EJERCICIO BREVE: Devuelve sin ningún cambio las líneas de abajo, empezando por la que contiene "Per the caption, the smile" y terminando en la última línea, ambas incluidas.

[Registros de coordenadas anotados]
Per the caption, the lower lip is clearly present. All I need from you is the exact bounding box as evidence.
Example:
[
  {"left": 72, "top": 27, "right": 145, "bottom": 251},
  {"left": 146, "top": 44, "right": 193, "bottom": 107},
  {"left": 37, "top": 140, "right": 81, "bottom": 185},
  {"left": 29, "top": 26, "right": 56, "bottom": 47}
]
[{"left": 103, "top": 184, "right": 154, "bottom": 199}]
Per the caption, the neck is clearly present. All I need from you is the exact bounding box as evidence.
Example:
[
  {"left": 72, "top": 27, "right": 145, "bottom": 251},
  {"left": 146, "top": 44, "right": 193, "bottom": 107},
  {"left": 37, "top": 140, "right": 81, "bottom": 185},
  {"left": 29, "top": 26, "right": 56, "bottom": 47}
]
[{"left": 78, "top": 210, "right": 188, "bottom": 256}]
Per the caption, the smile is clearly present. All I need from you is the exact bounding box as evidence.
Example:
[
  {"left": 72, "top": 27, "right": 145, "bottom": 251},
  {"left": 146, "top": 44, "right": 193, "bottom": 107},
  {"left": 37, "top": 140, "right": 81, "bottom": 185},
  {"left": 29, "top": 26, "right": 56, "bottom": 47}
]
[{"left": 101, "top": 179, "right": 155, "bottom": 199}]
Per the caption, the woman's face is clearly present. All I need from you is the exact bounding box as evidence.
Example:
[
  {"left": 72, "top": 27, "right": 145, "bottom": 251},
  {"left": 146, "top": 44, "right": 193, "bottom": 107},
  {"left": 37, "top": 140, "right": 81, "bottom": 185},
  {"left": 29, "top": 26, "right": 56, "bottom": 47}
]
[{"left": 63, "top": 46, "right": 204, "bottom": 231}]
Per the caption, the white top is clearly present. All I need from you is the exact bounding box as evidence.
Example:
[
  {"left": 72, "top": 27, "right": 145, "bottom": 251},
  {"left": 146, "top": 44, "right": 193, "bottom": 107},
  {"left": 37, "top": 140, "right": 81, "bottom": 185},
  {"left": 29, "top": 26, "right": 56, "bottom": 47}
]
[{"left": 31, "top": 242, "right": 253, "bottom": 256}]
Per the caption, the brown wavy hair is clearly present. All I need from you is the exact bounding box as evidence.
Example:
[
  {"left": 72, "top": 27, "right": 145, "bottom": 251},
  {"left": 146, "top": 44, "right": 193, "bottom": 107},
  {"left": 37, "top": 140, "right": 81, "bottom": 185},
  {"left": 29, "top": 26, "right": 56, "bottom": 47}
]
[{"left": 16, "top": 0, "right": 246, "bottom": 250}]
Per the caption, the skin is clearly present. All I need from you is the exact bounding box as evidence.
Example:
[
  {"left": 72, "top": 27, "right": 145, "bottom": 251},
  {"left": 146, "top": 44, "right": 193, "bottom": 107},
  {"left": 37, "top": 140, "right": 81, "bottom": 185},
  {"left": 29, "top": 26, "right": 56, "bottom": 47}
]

RESULTADO FINAL:
Per the caption, the smile is clearly present. All I need from you is the exact bounding box as evidence.
Example:
[
  {"left": 72, "top": 27, "right": 145, "bottom": 251},
  {"left": 146, "top": 44, "right": 193, "bottom": 107},
  {"left": 37, "top": 140, "right": 81, "bottom": 185},
  {"left": 29, "top": 26, "right": 56, "bottom": 47}
]
[{"left": 101, "top": 179, "right": 155, "bottom": 199}]
Per the caption, the woman's face is clearly present. All I need from you is the exact bounding box as evidence.
Example:
[
  {"left": 72, "top": 27, "right": 145, "bottom": 251},
  {"left": 146, "top": 44, "right": 193, "bottom": 107},
  {"left": 37, "top": 140, "right": 81, "bottom": 185},
  {"left": 29, "top": 26, "right": 56, "bottom": 47}
]
[{"left": 63, "top": 46, "right": 204, "bottom": 231}]
Per the caption, the white top is clearly present. All I need from you is the exact bounding box as evidence.
Example:
[
  {"left": 72, "top": 27, "right": 145, "bottom": 251},
  {"left": 146, "top": 44, "right": 193, "bottom": 107},
  {"left": 37, "top": 140, "right": 81, "bottom": 185},
  {"left": 29, "top": 26, "right": 56, "bottom": 47}
]
[{"left": 31, "top": 242, "right": 253, "bottom": 256}]
Per the caption, the brown wavy hair is clearly present. All I need from you is the exact bounding box as evidence.
Example:
[
  {"left": 72, "top": 27, "right": 145, "bottom": 251},
  {"left": 146, "top": 44, "right": 193, "bottom": 107},
  {"left": 37, "top": 140, "right": 81, "bottom": 185},
  {"left": 29, "top": 26, "right": 56, "bottom": 47}
]
[{"left": 16, "top": 0, "right": 246, "bottom": 250}]
Per the caption, the skin is clearly present. All I need from you is the exact bounding box as evidence.
Example:
[
  {"left": 72, "top": 27, "right": 145, "bottom": 251},
  {"left": 146, "top": 44, "right": 193, "bottom": 107},
  {"left": 37, "top": 140, "right": 81, "bottom": 185},
  {"left": 29, "top": 26, "right": 56, "bottom": 47}
]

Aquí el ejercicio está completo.